*** Opening INPUT FOR THIS TASK ***

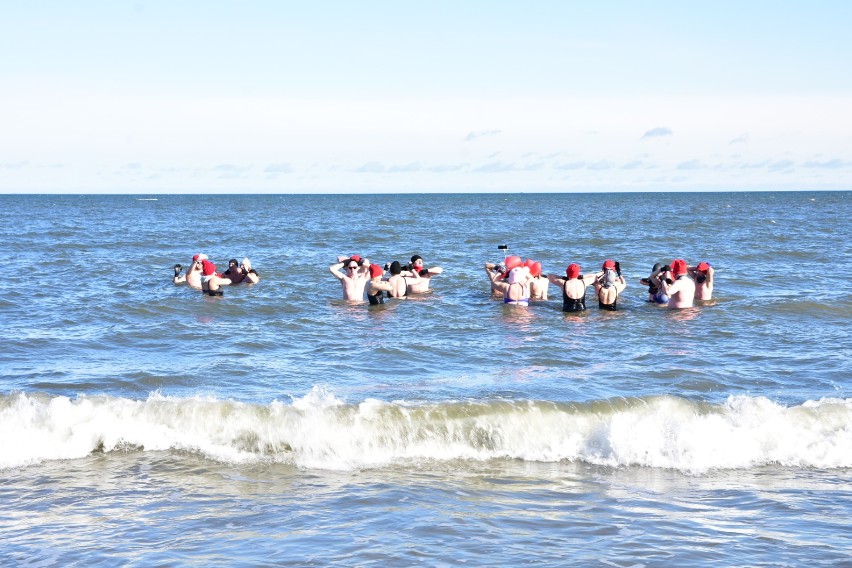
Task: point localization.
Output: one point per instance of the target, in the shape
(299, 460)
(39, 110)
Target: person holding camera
(609, 284)
(679, 287)
(515, 287)
(655, 294)
(242, 272)
(703, 276)
(192, 278)
(354, 279)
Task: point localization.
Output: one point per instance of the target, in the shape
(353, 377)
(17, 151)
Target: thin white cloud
(660, 131)
(281, 168)
(782, 166)
(601, 165)
(690, 165)
(480, 134)
(406, 168)
(828, 164)
(371, 168)
(571, 165)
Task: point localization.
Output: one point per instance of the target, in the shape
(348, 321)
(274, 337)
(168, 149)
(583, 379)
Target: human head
(512, 262)
(573, 270)
(678, 267)
(518, 274)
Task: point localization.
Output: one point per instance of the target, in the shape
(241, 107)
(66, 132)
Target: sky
(442, 96)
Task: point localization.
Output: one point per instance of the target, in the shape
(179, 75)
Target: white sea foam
(321, 431)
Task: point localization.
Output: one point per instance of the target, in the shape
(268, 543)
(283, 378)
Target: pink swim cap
(678, 267)
(513, 262)
(535, 269)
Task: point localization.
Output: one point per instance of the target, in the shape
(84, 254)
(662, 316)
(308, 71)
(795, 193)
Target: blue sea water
(143, 423)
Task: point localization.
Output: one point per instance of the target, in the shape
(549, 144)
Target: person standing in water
(681, 291)
(419, 282)
(353, 274)
(703, 276)
(573, 287)
(608, 285)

*** Closing INPUT FOR THIS TASK ***

**WHAT THE EXERCISE ASKS**
Please output the records above exactly, without the pictures.

**YOUR SOLUTION**
Task: point localization.
Output: one point per instance of the target, in the shape
(299, 460)
(39, 110)
Target: person holding camera
(609, 284)
(679, 287)
(515, 287)
(655, 294)
(242, 272)
(703, 276)
(192, 278)
(354, 279)
Task: point localization.
Output: one point per instance of the target, in the shape
(353, 377)
(17, 151)
Target: thin white cloud
(660, 131)
(281, 168)
(782, 166)
(601, 165)
(690, 165)
(480, 134)
(406, 168)
(828, 164)
(371, 168)
(571, 165)
Task: point localization.
Output: one point per instance of the target, in the shape
(348, 321)
(274, 337)
(168, 149)
(583, 379)
Target: human head
(512, 262)
(573, 270)
(678, 267)
(518, 274)
Task: point localization.
Output: one point per instance of the target, in the shape
(241, 107)
(66, 132)
Target: sky
(442, 96)
Task: point localization.
Output: one point per instance of the target, in the shape
(179, 75)
Target: white sea foam
(321, 431)
Task: point localization.
Output: one point per instance of the target, in the shape
(268, 543)
(283, 378)
Target: pink swim cap
(678, 267)
(513, 262)
(535, 269)
Task: point localization.
Output: one point per instance of the target, in the shape
(84, 254)
(662, 316)
(308, 71)
(795, 193)
Target: blue sea water
(143, 423)
Task: point localization.
Output: one point per instance of the target, in the shape
(549, 144)
Target: person standing in water
(681, 291)
(419, 282)
(353, 274)
(703, 276)
(573, 287)
(608, 285)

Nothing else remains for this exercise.